### Text passage
════════════════

# Medication



## Phillipa Mauger (Jun 24, 2010)

Hi there

I need some help, I am moving to Dubai in September My hubby has been offered a job and I will be relocating with him. I have a few questions of stuff that I have heard, couls someone help me to clarify some things. Firstly I heard that I am not allowed to take medication with me into Dubai even if I have a prescription that could lead to problems. Can I take my monthly contraceptive pill with me or should I rather get them from a pharmacist in Dubai? 
Are women allowed to wear dresses and skirts? I know this sounds dumb but I have been told that it is not liked to wear those items. What can I not bring into the country, I heard that items that are not in Dubais religion are not allowed like a christian bible for Eg, also heard things like ivory etc. Can someone tell me what to NOT bring with me and what I am allowed to bring with me.

Thanks so much!!!


----------



## Elphaba (Jan 24, 2008)

*Please read the sticky thread at the top of the Dubai board that says 'read this before posting'. It will answer many of your questions.*

This is a Muslim country so dress appropriately - nothing skimpy unless on a beach.
The pill is available over the counter
A bible for personal use is fine & are sold in shops. There are churches.
Don't understand why you'd want to import ivory as that is an illegal trade anywhere.

════════════════

### Study material
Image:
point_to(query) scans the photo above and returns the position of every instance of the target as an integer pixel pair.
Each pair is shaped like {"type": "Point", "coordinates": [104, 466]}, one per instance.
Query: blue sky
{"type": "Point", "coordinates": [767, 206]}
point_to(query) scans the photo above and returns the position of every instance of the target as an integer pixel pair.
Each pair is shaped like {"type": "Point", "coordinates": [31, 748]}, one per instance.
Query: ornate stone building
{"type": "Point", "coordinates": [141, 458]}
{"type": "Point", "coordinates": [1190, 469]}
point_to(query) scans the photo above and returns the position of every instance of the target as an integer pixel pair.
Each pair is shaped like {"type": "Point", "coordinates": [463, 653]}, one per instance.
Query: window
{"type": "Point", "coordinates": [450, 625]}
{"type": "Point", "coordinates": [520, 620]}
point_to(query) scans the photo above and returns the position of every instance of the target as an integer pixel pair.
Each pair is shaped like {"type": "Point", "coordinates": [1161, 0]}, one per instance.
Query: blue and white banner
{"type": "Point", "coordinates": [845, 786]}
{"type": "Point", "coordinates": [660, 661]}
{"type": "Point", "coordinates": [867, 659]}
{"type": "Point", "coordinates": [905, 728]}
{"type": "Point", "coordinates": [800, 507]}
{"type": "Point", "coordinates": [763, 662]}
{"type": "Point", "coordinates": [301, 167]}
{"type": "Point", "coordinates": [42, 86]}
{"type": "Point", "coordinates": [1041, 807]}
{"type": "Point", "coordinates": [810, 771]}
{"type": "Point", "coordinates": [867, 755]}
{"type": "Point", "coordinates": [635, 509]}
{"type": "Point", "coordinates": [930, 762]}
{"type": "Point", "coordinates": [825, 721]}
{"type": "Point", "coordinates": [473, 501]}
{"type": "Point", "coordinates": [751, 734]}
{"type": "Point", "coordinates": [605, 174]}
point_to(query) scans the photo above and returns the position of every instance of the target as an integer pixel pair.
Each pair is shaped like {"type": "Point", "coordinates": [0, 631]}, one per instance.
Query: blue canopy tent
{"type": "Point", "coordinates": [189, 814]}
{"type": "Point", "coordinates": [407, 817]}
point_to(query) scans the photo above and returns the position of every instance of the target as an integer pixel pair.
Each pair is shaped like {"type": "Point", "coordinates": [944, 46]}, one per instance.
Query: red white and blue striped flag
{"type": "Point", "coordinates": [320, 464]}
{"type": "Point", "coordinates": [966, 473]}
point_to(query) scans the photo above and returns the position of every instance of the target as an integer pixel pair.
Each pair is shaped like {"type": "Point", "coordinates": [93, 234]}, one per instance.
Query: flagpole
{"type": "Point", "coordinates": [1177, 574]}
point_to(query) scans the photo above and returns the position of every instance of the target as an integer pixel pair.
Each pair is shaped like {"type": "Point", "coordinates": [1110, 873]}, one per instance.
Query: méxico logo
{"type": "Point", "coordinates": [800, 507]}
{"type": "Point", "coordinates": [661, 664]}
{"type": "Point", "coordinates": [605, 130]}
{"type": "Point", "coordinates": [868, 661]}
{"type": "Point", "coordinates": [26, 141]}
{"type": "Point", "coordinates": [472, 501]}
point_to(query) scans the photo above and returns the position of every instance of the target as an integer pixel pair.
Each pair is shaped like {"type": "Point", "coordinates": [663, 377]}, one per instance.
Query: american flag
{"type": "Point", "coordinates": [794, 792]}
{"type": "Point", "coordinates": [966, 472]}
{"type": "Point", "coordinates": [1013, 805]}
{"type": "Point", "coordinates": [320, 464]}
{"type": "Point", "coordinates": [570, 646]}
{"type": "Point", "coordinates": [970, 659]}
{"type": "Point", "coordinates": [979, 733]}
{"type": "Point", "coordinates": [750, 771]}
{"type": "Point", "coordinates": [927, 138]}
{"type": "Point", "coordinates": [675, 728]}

════════════════

### Task requirements
1. In the forum thread about moving to Dubai, how can the contraceptive pill be obtained there, according to the reply?
2. Write the next part of the forum thread about moving to Dubai, starting after its final line.

### Results of the tasks
1. It is available over the counter.

2.
Dubai is the most 'Western' of Middle Eastern countries, so please do not be put off my the scare stories of people who have never been here.

Once you have read the sticky thread, do please ask anything else that you want/need to know, 
-


----------



## CarlZA (Nov 12, 2008)

Elphaba said:


> This is a Muslim country so dress appropriately - nothing skimpy unless on a beach.
> 
> Dubai is the most 'Western' of Middle Eastern countries, so please do not be put off my the scare stories of people who have never been here.
> -


Agreed on this. What others let you perceive of the UAE is at odds end with what it is really like.

It's not South Africa, but it's also not a jail. I've been here for two weeks [Abu Dhabi], and find it very nice although isolated at times. But that's the path to getting used to something new.

Plus being friendly with everyone goes a very long way.


----------



## Phillipa Mauger (Jun 24, 2010)

Thank you very much ,,, dont worry not wanting to import ivory ha ha... just asking as I have a necklace that has a little ivory on it would that be classified as illegal thats why I asked. 
So bible is ok? thats great thanks, would you suggest that I dont bring my contraceptive pill in and rather buy over the counter when I get into Dubai?


----------



## Tropicana (Apr 29, 2010)

Dubai may be "western" in comparison to Saudi, but rules on medicine are very strict here.
People have previously been in custody till it was verified that their medicine didnt contain anythign illegal, so better safe than sorry !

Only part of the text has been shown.